= RECORDS FOR THIS TASK =
* BEGIN *
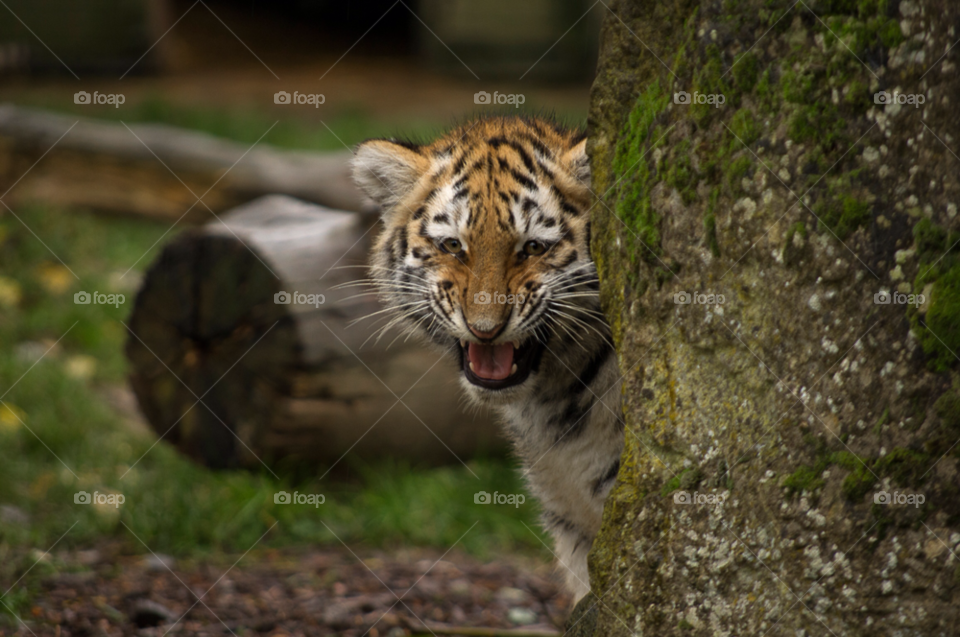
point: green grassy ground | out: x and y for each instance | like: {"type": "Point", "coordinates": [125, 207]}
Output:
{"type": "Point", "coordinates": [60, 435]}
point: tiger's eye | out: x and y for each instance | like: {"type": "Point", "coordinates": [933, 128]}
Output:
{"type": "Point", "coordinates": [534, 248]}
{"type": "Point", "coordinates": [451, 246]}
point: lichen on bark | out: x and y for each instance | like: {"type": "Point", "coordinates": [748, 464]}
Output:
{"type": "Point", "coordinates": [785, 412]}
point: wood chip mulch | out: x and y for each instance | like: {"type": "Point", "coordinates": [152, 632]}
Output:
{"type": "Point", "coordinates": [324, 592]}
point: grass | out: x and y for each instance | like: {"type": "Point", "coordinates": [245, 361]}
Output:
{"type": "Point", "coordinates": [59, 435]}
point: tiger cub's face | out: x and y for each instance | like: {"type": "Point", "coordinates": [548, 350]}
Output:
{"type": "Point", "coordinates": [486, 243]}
* END *
* BEGIN *
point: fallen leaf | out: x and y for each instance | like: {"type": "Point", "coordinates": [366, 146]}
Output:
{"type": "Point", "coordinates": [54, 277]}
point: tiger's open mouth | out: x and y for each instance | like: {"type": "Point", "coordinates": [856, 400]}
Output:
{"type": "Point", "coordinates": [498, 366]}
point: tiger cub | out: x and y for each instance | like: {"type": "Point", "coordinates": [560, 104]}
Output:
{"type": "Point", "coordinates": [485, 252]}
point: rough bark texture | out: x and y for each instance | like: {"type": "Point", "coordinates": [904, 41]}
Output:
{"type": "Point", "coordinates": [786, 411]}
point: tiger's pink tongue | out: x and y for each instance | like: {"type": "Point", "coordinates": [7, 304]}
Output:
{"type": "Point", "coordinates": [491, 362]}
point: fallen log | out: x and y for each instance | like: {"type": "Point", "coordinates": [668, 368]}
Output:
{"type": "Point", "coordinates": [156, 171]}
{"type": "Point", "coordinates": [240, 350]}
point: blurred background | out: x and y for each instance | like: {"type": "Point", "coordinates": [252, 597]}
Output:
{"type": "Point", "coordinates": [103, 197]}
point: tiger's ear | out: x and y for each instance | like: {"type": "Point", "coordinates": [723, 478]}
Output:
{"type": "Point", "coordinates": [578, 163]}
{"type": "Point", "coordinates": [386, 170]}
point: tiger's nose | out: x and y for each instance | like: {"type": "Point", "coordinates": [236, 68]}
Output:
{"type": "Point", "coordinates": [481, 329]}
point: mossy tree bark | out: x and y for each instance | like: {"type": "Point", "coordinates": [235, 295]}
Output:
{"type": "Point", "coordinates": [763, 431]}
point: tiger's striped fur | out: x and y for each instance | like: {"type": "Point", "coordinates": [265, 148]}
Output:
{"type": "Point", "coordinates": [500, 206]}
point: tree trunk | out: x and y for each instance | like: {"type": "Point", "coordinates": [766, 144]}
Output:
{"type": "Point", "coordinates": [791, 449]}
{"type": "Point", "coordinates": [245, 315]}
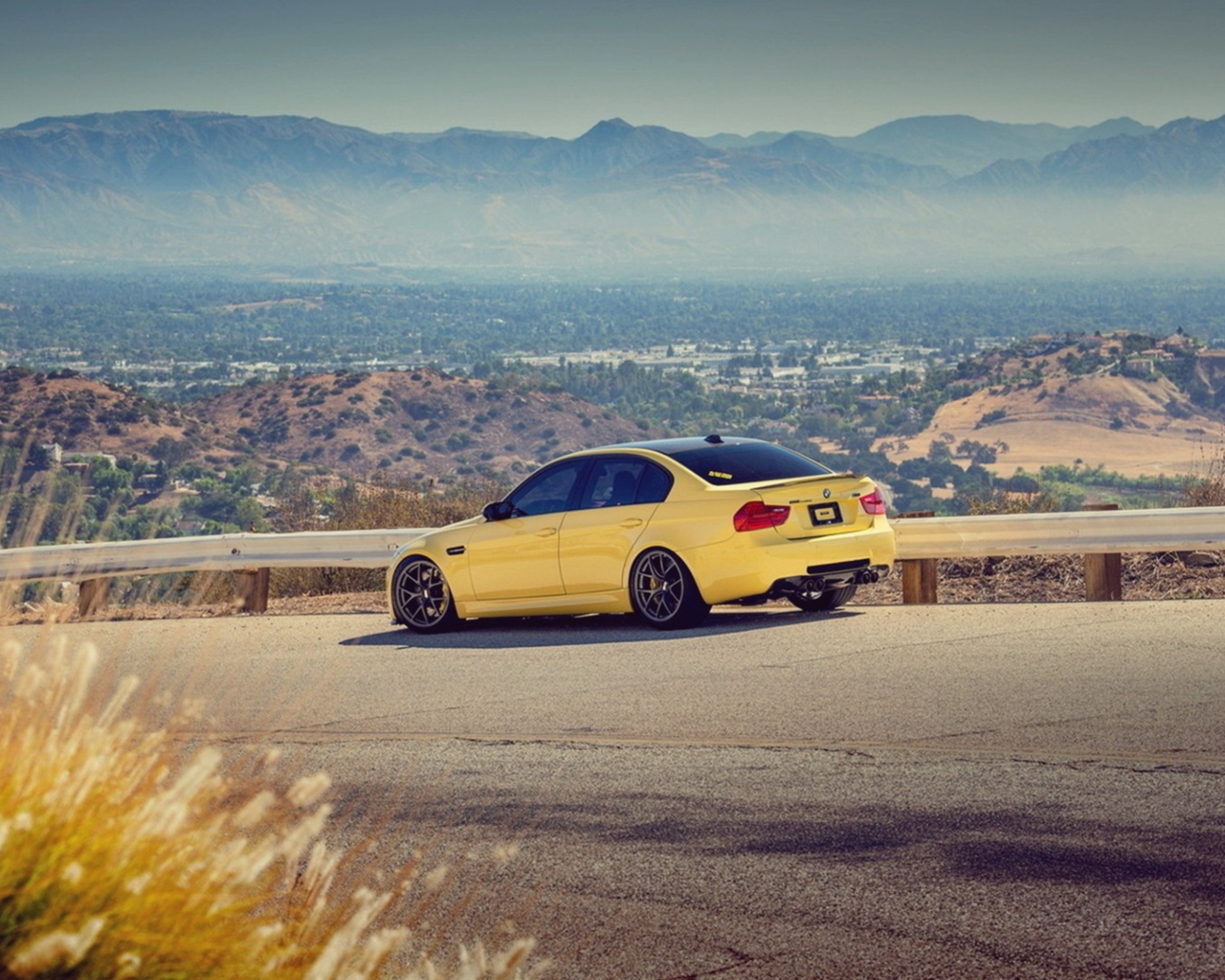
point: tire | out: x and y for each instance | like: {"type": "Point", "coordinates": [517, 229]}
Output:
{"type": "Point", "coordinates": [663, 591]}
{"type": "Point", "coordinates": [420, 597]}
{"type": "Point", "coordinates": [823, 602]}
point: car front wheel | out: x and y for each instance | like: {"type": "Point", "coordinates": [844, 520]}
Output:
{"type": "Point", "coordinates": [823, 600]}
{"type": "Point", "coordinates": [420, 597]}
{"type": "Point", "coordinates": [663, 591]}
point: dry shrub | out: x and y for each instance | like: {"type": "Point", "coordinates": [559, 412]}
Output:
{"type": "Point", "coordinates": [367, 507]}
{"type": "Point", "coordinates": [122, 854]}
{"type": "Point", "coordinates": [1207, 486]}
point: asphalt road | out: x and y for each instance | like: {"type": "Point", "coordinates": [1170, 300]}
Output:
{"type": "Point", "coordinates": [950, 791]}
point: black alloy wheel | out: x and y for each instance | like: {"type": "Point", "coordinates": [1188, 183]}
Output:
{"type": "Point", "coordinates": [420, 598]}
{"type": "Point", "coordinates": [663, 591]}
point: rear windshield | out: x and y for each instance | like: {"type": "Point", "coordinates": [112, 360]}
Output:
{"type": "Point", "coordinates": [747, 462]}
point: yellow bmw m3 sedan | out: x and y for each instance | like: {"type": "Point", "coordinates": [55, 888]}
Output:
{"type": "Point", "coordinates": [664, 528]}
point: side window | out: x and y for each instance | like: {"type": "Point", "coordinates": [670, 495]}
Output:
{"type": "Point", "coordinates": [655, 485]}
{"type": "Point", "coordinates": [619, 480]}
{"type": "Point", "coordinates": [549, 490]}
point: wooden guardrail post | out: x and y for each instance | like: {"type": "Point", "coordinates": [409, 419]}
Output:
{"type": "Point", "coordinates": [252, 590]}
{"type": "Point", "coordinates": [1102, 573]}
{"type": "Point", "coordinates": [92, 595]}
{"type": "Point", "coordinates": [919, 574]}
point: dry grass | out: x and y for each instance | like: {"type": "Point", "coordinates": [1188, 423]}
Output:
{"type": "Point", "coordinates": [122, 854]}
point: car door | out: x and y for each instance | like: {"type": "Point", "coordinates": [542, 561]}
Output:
* END *
* BEGIN *
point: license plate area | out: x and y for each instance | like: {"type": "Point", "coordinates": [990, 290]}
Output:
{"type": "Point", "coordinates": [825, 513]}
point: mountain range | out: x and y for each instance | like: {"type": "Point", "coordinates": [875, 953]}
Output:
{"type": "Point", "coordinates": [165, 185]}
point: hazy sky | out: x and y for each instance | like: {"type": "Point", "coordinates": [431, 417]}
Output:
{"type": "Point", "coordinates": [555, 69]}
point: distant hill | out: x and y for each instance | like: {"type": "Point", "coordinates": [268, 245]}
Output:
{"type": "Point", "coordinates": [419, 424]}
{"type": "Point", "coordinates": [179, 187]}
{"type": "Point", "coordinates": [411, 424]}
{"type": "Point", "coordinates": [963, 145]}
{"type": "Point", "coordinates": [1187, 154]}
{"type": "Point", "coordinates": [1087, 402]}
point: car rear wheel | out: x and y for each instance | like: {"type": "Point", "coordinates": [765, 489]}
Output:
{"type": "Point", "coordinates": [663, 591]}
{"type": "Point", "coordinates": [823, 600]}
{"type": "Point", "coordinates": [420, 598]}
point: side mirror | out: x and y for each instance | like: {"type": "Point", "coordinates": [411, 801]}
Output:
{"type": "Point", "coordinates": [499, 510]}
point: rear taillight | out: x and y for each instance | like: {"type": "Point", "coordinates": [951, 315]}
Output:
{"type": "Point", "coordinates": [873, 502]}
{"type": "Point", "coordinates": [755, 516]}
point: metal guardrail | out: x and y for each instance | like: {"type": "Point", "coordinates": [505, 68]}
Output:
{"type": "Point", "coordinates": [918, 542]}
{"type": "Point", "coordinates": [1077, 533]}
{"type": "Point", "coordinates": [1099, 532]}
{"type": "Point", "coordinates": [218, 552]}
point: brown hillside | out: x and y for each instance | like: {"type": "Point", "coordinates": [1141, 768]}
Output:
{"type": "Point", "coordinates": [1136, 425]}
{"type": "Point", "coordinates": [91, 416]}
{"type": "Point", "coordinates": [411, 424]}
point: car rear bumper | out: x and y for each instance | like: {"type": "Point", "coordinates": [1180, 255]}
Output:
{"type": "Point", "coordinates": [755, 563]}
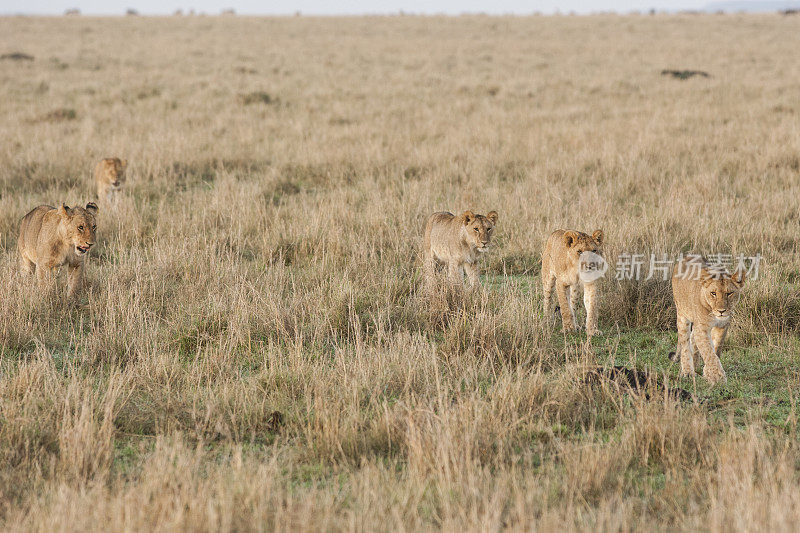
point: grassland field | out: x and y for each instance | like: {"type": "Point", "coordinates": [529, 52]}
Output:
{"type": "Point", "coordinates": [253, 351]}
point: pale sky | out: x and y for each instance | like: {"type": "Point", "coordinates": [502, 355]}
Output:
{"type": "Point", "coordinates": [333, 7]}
* END *
Extract every line of the listing above that contains the string "guardrail" and copy each one in full.

point: wooden guardrail post | out: x and y for each instance | like: {"type": "Point", "coordinates": [409, 419]}
point: metal guardrail | out: x and y for each instance | like: {"type": "Point", "coordinates": [505, 68]}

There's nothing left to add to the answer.